■ **TASK DIRECTIONS**
From the line with "the blue beach" through the final line, transcribe the material below character for character; include no other lines.

BEGIN RECORDS FOR THE TASK

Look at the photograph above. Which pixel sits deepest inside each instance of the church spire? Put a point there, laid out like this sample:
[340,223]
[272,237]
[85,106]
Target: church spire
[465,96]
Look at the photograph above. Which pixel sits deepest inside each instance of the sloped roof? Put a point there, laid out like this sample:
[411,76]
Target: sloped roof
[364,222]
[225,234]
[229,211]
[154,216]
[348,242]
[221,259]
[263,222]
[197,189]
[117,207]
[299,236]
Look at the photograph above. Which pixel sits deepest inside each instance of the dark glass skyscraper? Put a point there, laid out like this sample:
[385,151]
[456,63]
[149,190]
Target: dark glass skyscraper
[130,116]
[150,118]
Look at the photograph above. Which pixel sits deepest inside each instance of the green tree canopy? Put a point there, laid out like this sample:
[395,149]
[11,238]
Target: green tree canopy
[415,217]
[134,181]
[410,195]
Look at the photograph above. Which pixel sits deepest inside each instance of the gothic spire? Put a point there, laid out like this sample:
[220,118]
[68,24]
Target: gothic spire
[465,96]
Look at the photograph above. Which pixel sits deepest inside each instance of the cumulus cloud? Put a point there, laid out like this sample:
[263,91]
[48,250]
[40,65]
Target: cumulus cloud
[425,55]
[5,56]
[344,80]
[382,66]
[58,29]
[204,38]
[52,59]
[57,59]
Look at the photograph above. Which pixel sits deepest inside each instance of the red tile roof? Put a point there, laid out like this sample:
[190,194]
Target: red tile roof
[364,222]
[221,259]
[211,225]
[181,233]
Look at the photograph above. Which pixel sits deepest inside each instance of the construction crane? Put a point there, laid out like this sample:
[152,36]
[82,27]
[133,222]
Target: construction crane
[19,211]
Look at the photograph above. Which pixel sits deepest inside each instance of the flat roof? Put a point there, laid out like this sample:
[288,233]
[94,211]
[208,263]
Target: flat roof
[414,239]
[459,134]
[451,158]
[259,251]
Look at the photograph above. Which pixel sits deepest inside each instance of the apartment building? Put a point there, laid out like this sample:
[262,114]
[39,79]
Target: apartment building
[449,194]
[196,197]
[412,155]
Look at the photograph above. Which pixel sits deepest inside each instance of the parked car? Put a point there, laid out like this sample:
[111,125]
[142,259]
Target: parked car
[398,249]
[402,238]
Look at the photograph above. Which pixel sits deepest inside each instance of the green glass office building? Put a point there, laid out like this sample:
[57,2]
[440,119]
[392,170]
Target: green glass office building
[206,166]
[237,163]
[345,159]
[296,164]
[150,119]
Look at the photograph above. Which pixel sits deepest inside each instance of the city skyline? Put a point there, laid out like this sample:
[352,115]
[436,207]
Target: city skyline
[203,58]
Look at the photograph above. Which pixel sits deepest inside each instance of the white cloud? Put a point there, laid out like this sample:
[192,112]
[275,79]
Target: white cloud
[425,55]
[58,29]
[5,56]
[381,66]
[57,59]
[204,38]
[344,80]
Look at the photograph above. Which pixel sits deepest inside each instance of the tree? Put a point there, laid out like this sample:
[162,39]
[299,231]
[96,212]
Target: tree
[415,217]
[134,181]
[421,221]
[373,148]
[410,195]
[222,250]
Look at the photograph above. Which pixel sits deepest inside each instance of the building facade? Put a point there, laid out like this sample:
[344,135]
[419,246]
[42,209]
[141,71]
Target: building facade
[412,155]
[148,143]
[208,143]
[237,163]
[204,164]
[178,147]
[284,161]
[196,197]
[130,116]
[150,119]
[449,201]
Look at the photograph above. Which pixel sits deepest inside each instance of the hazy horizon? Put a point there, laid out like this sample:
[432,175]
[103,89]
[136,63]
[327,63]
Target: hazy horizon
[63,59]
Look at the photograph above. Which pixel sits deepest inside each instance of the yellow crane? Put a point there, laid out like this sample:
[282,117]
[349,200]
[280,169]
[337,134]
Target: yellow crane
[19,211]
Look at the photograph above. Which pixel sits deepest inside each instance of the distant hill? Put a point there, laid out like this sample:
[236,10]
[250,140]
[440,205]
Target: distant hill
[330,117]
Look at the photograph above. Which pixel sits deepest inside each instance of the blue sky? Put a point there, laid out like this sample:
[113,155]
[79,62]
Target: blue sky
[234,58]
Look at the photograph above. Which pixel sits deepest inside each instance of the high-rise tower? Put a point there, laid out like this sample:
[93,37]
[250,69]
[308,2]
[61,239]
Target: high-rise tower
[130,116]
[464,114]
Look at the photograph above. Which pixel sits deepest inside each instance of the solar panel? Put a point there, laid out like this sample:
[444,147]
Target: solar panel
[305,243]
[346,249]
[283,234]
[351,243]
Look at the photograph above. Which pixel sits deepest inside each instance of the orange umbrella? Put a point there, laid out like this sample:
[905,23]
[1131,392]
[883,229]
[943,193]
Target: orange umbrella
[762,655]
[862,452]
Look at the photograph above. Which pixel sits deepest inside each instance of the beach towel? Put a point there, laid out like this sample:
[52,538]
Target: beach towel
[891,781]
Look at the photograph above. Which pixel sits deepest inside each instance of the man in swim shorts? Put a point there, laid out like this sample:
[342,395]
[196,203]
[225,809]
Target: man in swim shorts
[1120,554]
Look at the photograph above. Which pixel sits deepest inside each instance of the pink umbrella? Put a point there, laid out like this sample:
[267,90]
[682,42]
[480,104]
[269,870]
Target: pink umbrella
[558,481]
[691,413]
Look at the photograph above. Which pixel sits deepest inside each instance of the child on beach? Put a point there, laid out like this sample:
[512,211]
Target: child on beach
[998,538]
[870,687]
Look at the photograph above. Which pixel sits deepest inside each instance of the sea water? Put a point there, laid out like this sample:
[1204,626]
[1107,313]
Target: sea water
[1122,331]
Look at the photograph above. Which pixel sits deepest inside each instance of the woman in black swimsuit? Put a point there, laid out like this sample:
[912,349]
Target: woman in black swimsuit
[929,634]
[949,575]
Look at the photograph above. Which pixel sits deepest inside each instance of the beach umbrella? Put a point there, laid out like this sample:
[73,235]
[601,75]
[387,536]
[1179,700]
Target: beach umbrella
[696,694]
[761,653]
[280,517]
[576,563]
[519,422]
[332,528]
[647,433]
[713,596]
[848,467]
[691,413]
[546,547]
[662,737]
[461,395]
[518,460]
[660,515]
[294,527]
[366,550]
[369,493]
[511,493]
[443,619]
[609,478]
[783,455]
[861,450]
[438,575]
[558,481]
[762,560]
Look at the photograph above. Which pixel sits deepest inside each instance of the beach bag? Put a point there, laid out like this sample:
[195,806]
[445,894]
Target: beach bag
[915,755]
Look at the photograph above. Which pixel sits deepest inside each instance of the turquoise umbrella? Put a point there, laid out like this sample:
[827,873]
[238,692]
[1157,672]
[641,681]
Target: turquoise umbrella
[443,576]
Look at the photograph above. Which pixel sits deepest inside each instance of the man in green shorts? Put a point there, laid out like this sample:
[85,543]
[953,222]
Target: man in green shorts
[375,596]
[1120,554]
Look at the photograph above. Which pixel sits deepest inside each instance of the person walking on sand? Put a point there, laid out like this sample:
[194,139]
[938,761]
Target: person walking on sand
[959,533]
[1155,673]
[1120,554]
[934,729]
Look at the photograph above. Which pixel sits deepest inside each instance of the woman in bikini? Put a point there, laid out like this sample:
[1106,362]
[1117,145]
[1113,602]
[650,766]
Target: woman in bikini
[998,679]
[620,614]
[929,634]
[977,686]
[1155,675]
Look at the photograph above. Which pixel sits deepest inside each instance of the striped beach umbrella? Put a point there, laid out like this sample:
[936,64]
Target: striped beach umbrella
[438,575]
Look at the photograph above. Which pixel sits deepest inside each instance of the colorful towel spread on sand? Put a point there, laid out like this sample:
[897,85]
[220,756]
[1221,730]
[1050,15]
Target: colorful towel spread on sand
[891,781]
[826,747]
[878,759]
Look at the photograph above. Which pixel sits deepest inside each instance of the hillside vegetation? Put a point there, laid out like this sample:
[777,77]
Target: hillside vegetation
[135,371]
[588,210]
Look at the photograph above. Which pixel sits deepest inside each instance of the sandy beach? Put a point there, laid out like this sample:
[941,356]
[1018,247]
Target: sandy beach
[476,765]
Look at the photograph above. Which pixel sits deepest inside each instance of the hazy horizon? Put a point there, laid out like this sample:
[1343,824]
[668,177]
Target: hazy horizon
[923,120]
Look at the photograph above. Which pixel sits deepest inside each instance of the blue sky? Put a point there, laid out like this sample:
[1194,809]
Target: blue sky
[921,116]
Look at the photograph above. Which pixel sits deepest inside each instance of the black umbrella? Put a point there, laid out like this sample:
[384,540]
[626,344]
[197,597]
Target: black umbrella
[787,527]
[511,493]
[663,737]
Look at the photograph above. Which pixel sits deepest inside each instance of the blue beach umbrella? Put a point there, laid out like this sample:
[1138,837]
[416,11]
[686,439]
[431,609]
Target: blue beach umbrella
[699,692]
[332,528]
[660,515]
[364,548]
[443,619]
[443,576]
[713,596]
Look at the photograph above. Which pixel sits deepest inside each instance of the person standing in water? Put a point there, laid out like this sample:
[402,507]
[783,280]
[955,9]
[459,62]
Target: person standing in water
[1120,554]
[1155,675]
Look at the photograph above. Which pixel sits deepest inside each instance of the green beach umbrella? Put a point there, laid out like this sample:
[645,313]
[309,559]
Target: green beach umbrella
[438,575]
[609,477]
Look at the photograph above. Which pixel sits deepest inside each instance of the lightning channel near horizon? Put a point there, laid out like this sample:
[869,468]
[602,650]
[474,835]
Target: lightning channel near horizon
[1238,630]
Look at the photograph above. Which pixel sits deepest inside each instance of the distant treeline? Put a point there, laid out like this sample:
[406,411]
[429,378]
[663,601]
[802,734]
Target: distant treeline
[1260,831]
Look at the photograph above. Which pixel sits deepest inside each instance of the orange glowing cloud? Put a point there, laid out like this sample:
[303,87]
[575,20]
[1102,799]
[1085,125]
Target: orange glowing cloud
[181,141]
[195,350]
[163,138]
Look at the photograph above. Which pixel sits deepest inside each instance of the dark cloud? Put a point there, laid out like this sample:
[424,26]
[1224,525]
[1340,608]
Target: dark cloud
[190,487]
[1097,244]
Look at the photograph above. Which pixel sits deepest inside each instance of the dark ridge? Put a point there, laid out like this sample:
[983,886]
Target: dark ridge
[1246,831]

END RECORDS FOR THE TASK

■ **REPLY**
Look at the photograph above. Which pixel sits deepest inside each instance of the blue beach umbrella? Put a point there, laid out like this sample:
[1138,837]
[416,11]
[686,439]
[431,609]
Target: blue beach umbrella
[699,692]
[332,528]
[660,515]
[364,548]
[443,619]
[443,576]
[713,596]
Look at the photograph above. Which pixel sits deepest inside each instance of the person standing in water? Put a point there, laid out like this sample:
[402,507]
[783,280]
[955,9]
[459,62]
Target: person standing in water
[1120,554]
[1155,675]
Look at the photograph above. Which pixel sits deepest inside each instance of the green beach umbrella? Put a point there, laid out like this sample:
[645,313]
[309,559]
Target: green beach umbrella
[438,575]
[609,477]
Look at the photograph above. Which pixel sits deepest inside each instance of the lightning channel near horizon? Put a point there, laid out like this sample:
[869,468]
[602,650]
[474,835]
Target: lightning channel near horizon
[1238,630]
Look at the photograph above. Which pixel sits deepest inside each instance of the distant treeline? Put a point there, laid out like this sample:
[406,411]
[429,378]
[663,601]
[802,734]
Target: distant treeline
[1260,831]
Look at the photograph above. Which pixel sits deepest inside each instance of the orange glowing cloud? Put a point there, laid out like this sample:
[303,87]
[575,20]
[1102,799]
[1085,125]
Target: orange glowing cloud
[181,141]
[195,350]
[163,138]
Look at the photograph above. Which pixel sits deepest inside each instance of the dark cloud? Put a point there, laid out like this sample:
[424,26]
[1224,525]
[1340,608]
Target: dark cloud
[190,487]
[1097,244]
Look at the photograph above. Which pixel sits deepest inside each instance of the dark ridge? Put a point there, laid out like this sample:
[983,886]
Target: dark ridge
[1246,831]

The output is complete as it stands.